◆ Exercise 1 ◆
In the piece about tango paintings below, what title did the two commissioned paintings take as a diptych?

It’s wonderful when people tell you how good your work is, but the biggest compliment an artist can get is a sale or a commission. I had the great good fortune to meet a lovely woman at a dinner party a year or so ago who admired the portraits I had done of our hosts. She took my card so she could look through my website, and I thought no more about it. But she did, and she chose to commission two of my tango paintings to be redone and hung as a diptych.
I’ve been painting dancers for fifteen years, starting with a tango series of five paintings that showed the various phases of the dance: the presentation, the flicks and kicks, and the surrender, all represented by the dancer’s legs alone. As my canvases got larger, the images grew to include torsos. This commission called for two 30” x 40” canvases, both with white backgrounds and colors that related to each other, so that Close Encounter and High Jinks could become It Takes Two to Tango.
Dancing in the Dark
I usually paint my tango dancers on a colored ground, my focus being the image, not the setting. But over the last couple of years, my friend, Jeff Fay, a wonderfully talented young artist who specializes in architectural paintings (jhutchinsonfay.com), did a few night paintings—a convenience store, a gas station, an ice cream stand—that blew me away. I loved the atmosphere that black background created and thought it would work in a tango painting, enhancing the mood and highlighting the intimacy. It took me some time before I got to paint this, but I knew before I started that I would call it Dancing in the Dark.

◆ Exercise 2 ◆
Return each line of the entries below that contains the word "wheel".

[Position annotation entries]
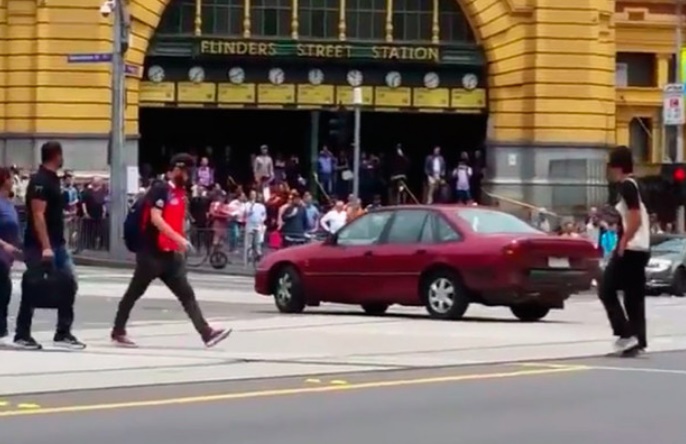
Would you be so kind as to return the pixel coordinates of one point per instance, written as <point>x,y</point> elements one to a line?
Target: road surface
<point>603,400</point>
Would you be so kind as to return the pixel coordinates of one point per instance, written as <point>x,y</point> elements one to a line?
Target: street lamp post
<point>357,104</point>
<point>118,205</point>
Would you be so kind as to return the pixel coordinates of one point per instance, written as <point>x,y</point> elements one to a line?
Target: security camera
<point>106,8</point>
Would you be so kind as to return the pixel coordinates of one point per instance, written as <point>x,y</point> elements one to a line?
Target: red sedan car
<point>440,257</point>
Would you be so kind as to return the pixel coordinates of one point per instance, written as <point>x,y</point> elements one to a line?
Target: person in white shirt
<point>335,218</point>
<point>255,217</point>
<point>626,268</point>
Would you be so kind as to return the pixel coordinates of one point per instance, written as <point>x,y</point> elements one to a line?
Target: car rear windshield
<point>494,222</point>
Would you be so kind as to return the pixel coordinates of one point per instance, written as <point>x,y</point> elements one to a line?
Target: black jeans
<point>626,273</point>
<point>170,268</point>
<point>5,296</point>
<point>65,314</point>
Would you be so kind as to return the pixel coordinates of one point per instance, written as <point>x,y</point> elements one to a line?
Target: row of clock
<point>315,76</point>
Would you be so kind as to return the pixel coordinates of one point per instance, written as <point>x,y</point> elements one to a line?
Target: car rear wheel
<point>289,296</point>
<point>444,295</point>
<point>530,312</point>
<point>679,283</point>
<point>375,309</point>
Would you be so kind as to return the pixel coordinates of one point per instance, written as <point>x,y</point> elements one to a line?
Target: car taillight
<point>512,249</point>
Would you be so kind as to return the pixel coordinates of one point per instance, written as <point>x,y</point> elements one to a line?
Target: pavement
<point>596,400</point>
<point>332,339</point>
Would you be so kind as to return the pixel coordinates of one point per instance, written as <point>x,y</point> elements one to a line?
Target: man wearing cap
<point>162,254</point>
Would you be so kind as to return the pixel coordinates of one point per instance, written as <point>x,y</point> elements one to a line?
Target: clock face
<point>236,75</point>
<point>393,79</point>
<point>156,73</point>
<point>315,76</point>
<point>355,77</point>
<point>470,81</point>
<point>276,76</point>
<point>431,80</point>
<point>196,74</point>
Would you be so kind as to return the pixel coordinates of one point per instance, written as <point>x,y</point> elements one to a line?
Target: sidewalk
<point>276,345</point>
<point>102,259</point>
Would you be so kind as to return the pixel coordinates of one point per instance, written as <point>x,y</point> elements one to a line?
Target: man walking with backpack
<point>154,230</point>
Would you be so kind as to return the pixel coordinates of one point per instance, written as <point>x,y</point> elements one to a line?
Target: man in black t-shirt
<point>44,242</point>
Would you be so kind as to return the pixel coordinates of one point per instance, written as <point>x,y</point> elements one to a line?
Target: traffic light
<point>339,129</point>
<point>674,174</point>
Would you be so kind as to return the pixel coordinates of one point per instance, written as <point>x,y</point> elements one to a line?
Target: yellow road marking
<point>28,406</point>
<point>339,382</point>
<point>290,392</point>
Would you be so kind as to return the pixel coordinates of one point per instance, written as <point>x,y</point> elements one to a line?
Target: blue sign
<point>90,58</point>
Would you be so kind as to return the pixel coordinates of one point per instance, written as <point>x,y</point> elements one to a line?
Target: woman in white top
<point>626,269</point>
<point>335,218</point>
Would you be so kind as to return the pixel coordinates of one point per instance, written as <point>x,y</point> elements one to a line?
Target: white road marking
<point>639,370</point>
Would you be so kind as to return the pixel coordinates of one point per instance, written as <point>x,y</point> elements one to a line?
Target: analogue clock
<point>277,76</point>
<point>196,74</point>
<point>431,80</point>
<point>470,81</point>
<point>236,75</point>
<point>156,73</point>
<point>315,76</point>
<point>393,79</point>
<point>355,77</point>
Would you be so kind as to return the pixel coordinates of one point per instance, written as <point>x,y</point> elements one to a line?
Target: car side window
<point>444,232</point>
<point>365,230</point>
<point>407,227</point>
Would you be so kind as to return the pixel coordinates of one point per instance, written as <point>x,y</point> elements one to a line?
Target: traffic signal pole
<point>681,213</point>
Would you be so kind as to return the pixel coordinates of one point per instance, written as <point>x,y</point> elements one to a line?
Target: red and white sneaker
<point>122,340</point>
<point>215,336</point>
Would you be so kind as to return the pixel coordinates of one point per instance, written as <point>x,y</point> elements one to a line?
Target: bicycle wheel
<point>218,260</point>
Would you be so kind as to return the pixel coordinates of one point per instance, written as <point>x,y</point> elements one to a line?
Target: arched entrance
<point>226,76</point>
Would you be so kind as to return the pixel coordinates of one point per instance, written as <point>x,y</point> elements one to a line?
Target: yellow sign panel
<point>316,94</point>
<point>276,94</point>
<point>157,92</point>
<point>344,95</point>
<point>231,93</point>
<point>431,98</point>
<point>462,98</point>
<point>190,92</point>
<point>393,97</point>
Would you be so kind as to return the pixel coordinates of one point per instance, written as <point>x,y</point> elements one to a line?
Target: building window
<point>178,18</point>
<point>222,17</point>
<point>640,138</point>
<point>412,20</point>
<point>271,18</point>
<point>318,18</point>
<point>453,24</point>
<point>366,19</point>
<point>640,68</point>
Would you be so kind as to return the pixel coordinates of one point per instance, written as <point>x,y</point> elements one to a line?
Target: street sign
<point>90,58</point>
<point>673,112</point>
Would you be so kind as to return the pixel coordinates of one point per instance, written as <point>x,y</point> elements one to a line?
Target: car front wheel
<point>529,312</point>
<point>444,295</point>
<point>288,292</point>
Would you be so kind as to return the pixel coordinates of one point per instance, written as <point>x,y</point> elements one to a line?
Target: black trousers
<point>5,296</point>
<point>626,273</point>
<point>170,268</point>
<point>65,314</point>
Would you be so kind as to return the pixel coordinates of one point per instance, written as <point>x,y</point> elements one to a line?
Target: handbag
<point>48,287</point>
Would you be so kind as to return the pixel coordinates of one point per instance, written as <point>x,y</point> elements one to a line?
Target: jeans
<point>65,314</point>
<point>170,268</point>
<point>626,273</point>
<point>5,296</point>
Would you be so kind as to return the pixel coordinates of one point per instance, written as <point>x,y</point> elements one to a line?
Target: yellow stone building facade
<point>552,66</point>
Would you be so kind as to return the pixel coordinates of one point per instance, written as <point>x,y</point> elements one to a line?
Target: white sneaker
<point>624,344</point>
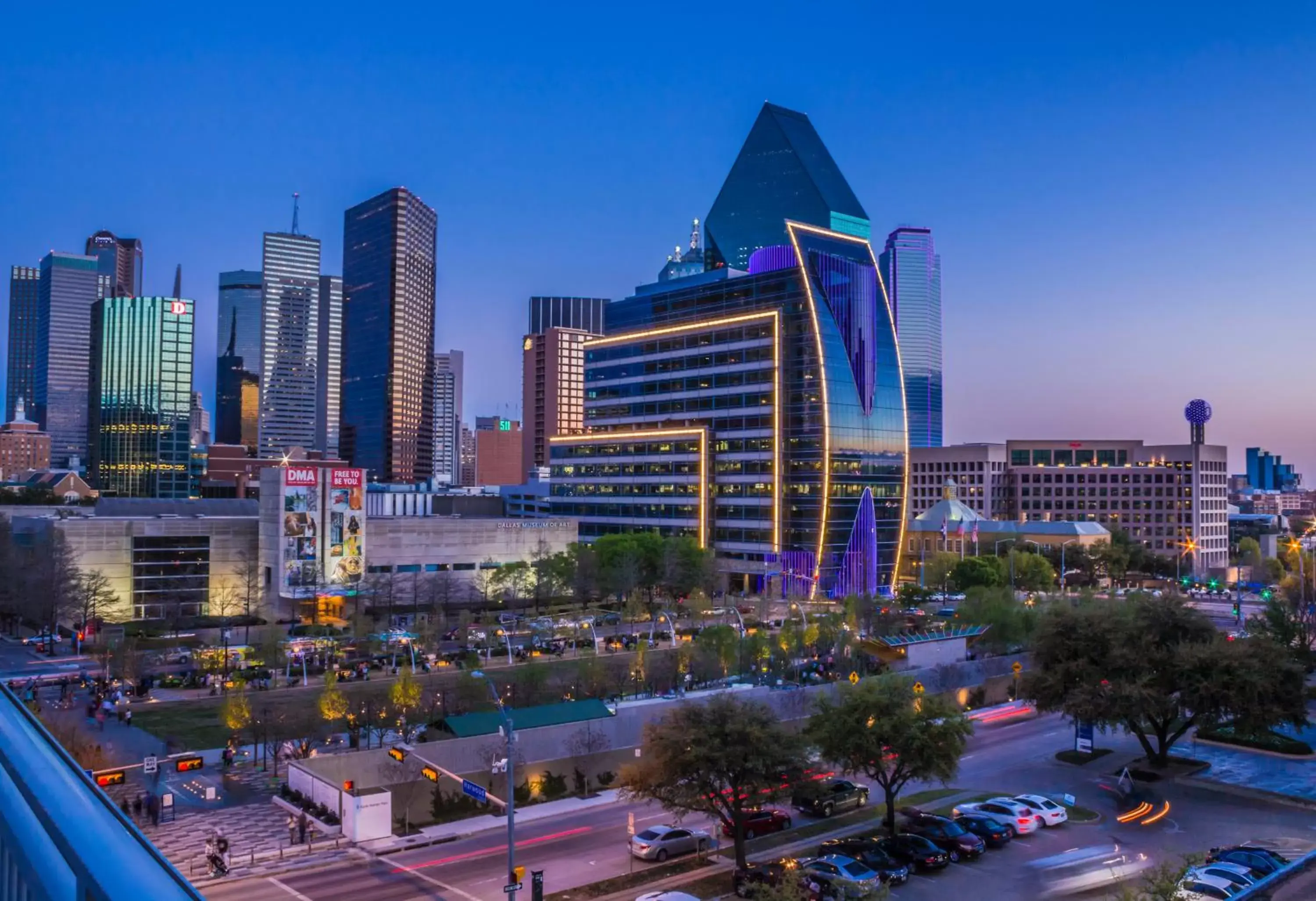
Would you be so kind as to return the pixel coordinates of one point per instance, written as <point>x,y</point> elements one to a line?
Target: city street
<point>1014,758</point>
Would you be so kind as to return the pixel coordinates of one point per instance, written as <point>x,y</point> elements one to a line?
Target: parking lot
<point>1199,820</point>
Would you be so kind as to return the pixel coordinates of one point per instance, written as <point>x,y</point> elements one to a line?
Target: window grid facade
<point>141,382</point>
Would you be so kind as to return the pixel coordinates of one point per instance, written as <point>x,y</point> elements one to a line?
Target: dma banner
<point>299,542</point>
<point>347,547</point>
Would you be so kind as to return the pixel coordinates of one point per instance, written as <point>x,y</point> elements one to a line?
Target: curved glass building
<point>760,414</point>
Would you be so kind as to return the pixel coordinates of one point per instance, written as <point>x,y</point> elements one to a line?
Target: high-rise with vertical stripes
<point>389,245</point>
<point>68,287</point>
<point>24,294</point>
<point>290,343</point>
<point>912,270</point>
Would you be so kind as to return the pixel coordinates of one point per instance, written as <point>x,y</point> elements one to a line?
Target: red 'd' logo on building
<point>347,478</point>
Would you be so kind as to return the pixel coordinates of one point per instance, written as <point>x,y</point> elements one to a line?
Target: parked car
<point>1199,887</point>
<point>1231,872</point>
<point>1260,861</point>
<point>915,851</point>
<point>1052,813</point>
<point>826,799</point>
<point>761,822</point>
<point>1011,815</point>
<point>662,842</point>
<point>770,872</point>
<point>869,853</point>
<point>987,829</point>
<point>845,874</point>
<point>948,836</point>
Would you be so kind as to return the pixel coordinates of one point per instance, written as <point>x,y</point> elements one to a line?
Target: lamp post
<point>1062,562</point>
<point>997,551</point>
<point>511,780</point>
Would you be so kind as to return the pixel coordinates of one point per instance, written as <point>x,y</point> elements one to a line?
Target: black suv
<point>870,854</point>
<point>915,851</point>
<point>948,836</point>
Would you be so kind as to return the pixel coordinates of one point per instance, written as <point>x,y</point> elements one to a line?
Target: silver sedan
<point>662,842</point>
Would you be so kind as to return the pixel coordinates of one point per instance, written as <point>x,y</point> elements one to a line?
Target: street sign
<point>474,791</point>
<point>1084,737</point>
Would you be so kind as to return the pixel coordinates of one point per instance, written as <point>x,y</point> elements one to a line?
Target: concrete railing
<point>61,837</point>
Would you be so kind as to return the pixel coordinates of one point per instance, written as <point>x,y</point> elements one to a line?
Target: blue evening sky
<point>1123,197</point>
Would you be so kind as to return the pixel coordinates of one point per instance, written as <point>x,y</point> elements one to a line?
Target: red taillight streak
<point>499,849</point>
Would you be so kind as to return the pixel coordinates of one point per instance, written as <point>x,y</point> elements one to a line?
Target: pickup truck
<point>826,799</point>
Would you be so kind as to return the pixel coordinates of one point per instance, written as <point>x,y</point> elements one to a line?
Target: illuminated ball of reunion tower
<point>1198,412</point>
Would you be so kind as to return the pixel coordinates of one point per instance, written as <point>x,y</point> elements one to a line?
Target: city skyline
<point>1089,166</point>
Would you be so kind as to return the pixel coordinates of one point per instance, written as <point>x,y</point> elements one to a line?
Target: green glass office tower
<point>782,173</point>
<point>141,389</point>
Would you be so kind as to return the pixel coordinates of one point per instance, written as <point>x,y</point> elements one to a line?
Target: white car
<point>1052,813</point>
<point>1199,887</point>
<point>1016,817</point>
<point>1231,872</point>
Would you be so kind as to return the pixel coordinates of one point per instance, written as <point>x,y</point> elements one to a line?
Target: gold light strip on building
<point>676,329</point>
<point>702,433</point>
<point>905,404</point>
<point>827,416</point>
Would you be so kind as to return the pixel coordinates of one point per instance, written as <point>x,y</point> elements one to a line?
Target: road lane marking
<point>287,888</point>
<point>497,849</point>
<point>443,886</point>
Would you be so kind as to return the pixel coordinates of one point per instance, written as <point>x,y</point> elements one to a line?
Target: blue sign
<point>1084,737</point>
<point>476,791</point>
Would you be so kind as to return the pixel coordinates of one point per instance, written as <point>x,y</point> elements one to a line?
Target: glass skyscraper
<point>120,261</point>
<point>69,285</point>
<point>24,299</point>
<point>141,390</point>
<point>583,314</point>
<point>912,272</point>
<point>448,416</point>
<point>290,343</point>
<point>389,247</point>
<point>768,411</point>
<point>329,372</point>
<point>782,173</point>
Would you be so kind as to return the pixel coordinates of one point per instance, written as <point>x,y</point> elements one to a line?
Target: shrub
<point>1266,741</point>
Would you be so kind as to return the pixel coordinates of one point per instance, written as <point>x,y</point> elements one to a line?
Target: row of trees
<point>1157,669</point>
<point>727,757</point>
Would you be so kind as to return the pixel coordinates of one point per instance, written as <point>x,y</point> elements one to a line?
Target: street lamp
<point>511,780</point>
<point>997,551</point>
<point>1189,547</point>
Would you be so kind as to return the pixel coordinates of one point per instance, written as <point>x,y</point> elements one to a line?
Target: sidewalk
<point>486,822</point>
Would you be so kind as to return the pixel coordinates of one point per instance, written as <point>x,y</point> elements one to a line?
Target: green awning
<point>547,715</point>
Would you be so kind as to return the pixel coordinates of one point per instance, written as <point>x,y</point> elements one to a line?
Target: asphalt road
<point>1012,759</point>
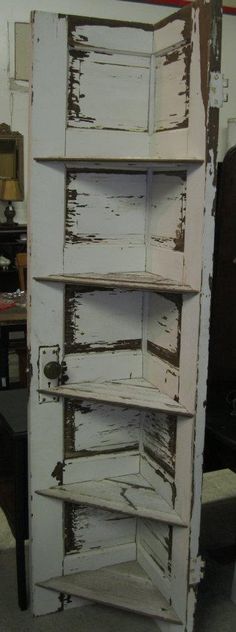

◆ Complete answer 1 ◆
It Takes Two to Tango

◆ Complete answer 2 ◆
Target: car rear wheel
Target: bicycle wheel
Target: car front wheel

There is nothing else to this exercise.